> _Excerpted passage_:
((
Celebrity life of word
Words become celebrities too. Overnight, they shoot from obscurity to stardom, writes Dr Saumya Balsari in her regular column.

Words become celebrities too. Overnight, they shoot from total obscurity to stardom and hover on everyone's lips and crowd the thoughts. Take, for instance, "Cruz", but I hope you agree, that there's nothing more to say about it. Somehow, I don't think hundreds of desis will be dashing off to bestow what is a girl's name in Spanish upon sons who are born confused, anyway. Then there's "tsunami". I was in Mumbai, city of irrepressible spirit and pragmatism, last week. I overheard a smartly dressed young man speak into his mobile phone against a backdrop of skyscrapers at Nariman Point, "Listen, I know those tsunamis will take months to clear, but we should close that deal with the World Bank". A tsunami is now a generic term for an obstacle, a potential disaster that it is possible not only to survive, but to skip sprightly over, like rickety, flimsy hurdles in a school race.
Enjoying the hospitality as a guest at a private Mumbai club, I politely enquired after the health of a friend's mother-in-law. "Oh, don't mention her please, she's a total tsunami!" she shuddered delicately, teeth poised over a plate of panipuri. Clearly, the word did not carry associations of a flimsy hurdle here.
))
Stored data:
((
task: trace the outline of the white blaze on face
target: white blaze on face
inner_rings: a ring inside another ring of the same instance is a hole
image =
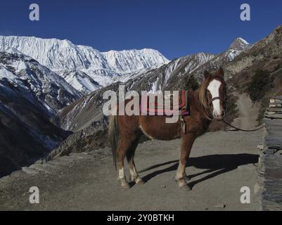
[[[219,97],[219,87],[222,85],[222,82],[214,79],[212,80],[209,86],[207,86],[207,90],[210,91],[212,94],[212,98]],[[215,117],[219,117],[222,115],[222,110],[220,109],[220,101],[219,99],[214,100],[212,101],[212,105],[214,107],[213,115]]]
))
> _Exercise requirements_:
1. Can you sum up the column on words becoming celebrities in two sentences?
2. Could you write what comes next in the column on words becoming celebrities, picking up after its last sentence?

> _List of answers_:
1. The column argues that words can shoot from obscurity to stardom overnight, and it offers "tsunami" as an example: in Mumbai, the writer overheard a young man use it for obstacles to clear before closing a deal with the World Bank. The word has become a generic term for a potential disaster one can survive or skip over, though when a friend at a Mumbai club called her mother-in-law "a total tsunami," it clearly did not suggest a flimsy hurdle.

2.
In truth, few of us were on nodding terms with the word before December 2004. It was never invited to conversations over dinner or to linger over dessert, but by January, it was one of the top ten words in the Internet search. Soon there will be a flood of books with titles such as: Wrath of the Tsunami, and The Day The Sea Came Home. Bestsellers in the offing, wouldn't you say? Sting, who may well pen a song about the tsunami, should hurry up before a rapper beats him to it.
Two months on, "tsunami" is already passé, unless you want to use it to describe the hurdles Prince Charles and Camilla Parker Bowles have to jump before they are legally wed. There is already another celebrity word in currency: "Sudan1". Fortunately, the digit after the word pre-empts any convenient media associations with malnutrition. "Sudan1" will soon be sexed-up, like the other simple things in life in Britain. Just think of the repeated female squeals of "Yes" for a "multiple organic experience" in a current shampoo advert. "Sudan1" has a lot going for it as a celebrity word. For one thing, it has red-hot chilli at it is source, and what's more, it's of Indian origin too, and there is mystery at its heart and a trail of culpability to trace.
As we scurry to check our larders and food cupboards, the word becomes an invisible weapon of terror as we ask where else could Sudan1 be lurking. Could anyone have put the culprit Worcestershire sauce into the tin of custard? Well, you never know. There is one thing, however, that any desi knows - East or West; simple home cooking is the best.
(Saumya Balsari is the author of the comic novel 'The Cambridge Curry Club', and wrote a play for Kali Theatre Company's Futures last year. She has worked as a freelance journalist in London, and is currently writing a second novel.)